— Begin SUPPLIED DATA —

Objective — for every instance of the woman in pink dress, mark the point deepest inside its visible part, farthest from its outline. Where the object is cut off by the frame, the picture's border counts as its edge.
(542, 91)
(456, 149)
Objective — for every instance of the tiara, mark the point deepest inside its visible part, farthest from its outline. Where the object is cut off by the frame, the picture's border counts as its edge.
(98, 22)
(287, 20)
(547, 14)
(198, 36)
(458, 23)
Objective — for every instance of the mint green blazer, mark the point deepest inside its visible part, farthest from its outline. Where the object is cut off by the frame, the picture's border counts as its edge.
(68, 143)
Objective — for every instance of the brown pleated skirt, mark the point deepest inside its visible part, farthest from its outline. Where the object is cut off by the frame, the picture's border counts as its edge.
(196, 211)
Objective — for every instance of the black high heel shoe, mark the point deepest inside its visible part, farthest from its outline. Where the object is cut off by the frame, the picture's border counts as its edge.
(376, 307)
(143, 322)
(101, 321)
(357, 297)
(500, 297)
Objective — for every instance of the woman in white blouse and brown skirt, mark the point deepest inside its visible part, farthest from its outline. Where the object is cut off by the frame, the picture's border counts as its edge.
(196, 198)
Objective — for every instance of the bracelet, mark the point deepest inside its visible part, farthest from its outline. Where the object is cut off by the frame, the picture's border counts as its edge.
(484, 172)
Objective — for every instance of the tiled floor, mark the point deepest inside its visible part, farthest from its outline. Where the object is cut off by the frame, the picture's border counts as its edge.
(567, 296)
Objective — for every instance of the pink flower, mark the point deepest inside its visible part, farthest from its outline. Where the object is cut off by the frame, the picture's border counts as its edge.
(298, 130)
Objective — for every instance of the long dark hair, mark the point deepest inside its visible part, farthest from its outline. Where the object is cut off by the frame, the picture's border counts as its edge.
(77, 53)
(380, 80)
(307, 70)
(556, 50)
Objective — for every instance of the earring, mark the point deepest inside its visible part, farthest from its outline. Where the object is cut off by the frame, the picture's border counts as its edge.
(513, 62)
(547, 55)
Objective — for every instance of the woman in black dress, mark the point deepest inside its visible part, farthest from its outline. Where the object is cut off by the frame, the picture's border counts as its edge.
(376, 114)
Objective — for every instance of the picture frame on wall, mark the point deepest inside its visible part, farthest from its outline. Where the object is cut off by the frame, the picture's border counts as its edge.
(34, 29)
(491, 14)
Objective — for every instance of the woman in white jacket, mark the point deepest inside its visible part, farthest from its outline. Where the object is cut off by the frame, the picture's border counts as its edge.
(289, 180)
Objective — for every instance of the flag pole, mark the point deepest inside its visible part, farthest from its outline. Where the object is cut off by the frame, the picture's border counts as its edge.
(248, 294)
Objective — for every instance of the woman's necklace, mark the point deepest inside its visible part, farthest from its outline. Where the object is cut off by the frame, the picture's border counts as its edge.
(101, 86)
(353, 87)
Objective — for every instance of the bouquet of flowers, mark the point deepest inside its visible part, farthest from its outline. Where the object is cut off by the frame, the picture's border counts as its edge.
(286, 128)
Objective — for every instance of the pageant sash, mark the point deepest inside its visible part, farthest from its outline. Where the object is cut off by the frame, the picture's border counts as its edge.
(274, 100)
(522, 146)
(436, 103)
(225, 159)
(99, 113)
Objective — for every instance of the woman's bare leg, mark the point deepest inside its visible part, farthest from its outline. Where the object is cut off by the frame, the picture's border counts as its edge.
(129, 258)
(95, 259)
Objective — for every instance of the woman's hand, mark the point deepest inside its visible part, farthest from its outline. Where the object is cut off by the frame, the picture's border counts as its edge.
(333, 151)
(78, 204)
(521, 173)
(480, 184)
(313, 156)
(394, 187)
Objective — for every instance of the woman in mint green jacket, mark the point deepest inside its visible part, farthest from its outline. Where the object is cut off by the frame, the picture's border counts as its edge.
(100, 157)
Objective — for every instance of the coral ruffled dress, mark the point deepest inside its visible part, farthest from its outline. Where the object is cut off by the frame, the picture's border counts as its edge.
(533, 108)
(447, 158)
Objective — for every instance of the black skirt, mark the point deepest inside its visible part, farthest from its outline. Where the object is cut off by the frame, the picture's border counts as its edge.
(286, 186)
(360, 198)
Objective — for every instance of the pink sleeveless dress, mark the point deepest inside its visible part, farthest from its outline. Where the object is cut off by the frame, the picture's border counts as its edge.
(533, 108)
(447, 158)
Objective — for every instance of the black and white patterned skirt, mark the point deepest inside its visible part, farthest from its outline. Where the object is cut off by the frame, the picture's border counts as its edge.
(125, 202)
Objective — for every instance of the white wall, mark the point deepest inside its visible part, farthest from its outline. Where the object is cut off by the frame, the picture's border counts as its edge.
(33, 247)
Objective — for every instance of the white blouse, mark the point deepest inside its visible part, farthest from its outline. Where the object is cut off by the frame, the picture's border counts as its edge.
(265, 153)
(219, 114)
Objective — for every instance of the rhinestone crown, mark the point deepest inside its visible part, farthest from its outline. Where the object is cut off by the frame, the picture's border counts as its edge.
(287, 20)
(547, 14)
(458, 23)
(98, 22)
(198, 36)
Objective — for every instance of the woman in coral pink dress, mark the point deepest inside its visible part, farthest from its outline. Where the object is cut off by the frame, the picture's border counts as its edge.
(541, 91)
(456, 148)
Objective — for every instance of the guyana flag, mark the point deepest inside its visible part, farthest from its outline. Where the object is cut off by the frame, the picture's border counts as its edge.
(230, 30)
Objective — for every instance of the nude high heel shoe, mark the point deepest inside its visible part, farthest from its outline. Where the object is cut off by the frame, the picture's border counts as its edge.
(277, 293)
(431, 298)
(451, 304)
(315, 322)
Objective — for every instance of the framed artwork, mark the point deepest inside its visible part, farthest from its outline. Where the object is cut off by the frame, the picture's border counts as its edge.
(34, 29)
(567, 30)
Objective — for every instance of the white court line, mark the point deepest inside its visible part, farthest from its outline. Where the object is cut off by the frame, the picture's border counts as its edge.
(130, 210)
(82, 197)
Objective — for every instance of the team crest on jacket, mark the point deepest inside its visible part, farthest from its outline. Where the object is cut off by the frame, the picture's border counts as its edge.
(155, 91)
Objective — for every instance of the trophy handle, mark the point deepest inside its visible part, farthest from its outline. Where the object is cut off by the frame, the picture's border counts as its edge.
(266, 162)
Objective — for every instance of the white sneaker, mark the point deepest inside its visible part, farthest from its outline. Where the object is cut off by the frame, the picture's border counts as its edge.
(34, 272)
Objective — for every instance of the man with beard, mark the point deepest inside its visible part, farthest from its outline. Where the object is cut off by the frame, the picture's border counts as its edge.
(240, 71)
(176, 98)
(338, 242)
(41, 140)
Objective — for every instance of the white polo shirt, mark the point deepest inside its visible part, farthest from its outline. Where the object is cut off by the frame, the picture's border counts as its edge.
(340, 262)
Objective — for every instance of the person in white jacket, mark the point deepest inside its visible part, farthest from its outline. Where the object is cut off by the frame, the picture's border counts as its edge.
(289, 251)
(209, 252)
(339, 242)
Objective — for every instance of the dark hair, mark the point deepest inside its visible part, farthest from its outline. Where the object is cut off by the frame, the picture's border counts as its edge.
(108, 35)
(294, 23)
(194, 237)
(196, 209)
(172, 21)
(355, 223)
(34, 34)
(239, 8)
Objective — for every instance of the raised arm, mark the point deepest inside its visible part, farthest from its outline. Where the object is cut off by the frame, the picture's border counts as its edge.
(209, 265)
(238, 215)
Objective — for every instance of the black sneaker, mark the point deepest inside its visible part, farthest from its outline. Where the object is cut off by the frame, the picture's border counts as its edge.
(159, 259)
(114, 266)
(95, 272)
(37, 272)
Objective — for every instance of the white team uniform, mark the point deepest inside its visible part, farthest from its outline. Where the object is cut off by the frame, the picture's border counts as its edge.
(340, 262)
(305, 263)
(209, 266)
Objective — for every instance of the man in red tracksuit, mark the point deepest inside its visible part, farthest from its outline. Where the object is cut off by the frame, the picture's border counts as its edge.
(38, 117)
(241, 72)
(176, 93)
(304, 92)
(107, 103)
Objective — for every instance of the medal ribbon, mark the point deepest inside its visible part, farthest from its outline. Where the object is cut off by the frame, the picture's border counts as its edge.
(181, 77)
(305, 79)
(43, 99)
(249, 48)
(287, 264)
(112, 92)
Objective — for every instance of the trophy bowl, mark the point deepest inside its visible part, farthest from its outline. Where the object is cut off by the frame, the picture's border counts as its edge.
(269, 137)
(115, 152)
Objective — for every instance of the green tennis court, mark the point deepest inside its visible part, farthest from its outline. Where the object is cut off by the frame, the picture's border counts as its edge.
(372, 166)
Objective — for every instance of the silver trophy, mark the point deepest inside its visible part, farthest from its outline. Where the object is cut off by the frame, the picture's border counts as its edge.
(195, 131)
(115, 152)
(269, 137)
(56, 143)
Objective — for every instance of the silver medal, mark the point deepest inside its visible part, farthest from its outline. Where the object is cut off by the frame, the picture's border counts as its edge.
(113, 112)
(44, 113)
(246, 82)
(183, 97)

— End SUPPLIED DATA —

Beginning with the line that contains "Objective — for every instance of the raised", repeat every line through the end of the records and nothing more.

ANSWER IN FULL:
Objective — for every instance of the raised arm, mark the point deepest inside its visible part, farthest from its outline. Where the object is cut off by the frame, the picture's border counts as its edge.
(209, 265)
(238, 215)
Objective — for every instance of the black sneaker, mark the point deepest inside its visible part, farthest from its outline. Where the object is cut off by the frame, the picture's border counts as its edge.
(159, 259)
(114, 266)
(95, 272)
(37, 272)
Objective — for every instance of the white team uniform, mark the point deepest inside its visible part, farthest from its outline. Where the object is cut off by the frame, the picture's border counts as its edge.
(340, 262)
(305, 263)
(209, 266)
Objective — for every instance of the man in red tracksuit, mark the point deepest inside its visible part, farthest from its outline. Where the object is cut off by the frame, the picture's border counts as its edge.
(38, 117)
(241, 72)
(176, 93)
(304, 92)
(107, 103)
Objective — for every instance of the medal ribbon, mark the point deepest inside its visible part, farthest from its outline. Where the object is cut off by the frame, the picture's border counts as its edge.
(181, 77)
(305, 79)
(43, 99)
(249, 48)
(287, 264)
(112, 92)
Objective — for every instance of the trophy bowl, mark the point deepest inside its visible part, farthest from its outline. Where the object is cut off by the frame, the picture's border counts as its edge.
(269, 137)
(115, 152)
Objective — for every instance of the green tennis court, mark the point deepest inside its visible part, farthest from its outline. Where the object is cut off by the frame, the picture's border counts as its edge.
(372, 166)
Objective — for every instance of the silver trophy, mark the point deepest inside its visible part, farthest from its outline. Where the object is cut off by the frame, the picture's border counts as its edge.
(195, 131)
(115, 152)
(269, 137)
(56, 143)
Objective — for every instance of the silver medal, mark the point deepest inside its visible part, farthest from its outline. Where the object is cut off by the frame, the picture's border counts as its edge.
(113, 112)
(44, 113)
(246, 82)
(183, 97)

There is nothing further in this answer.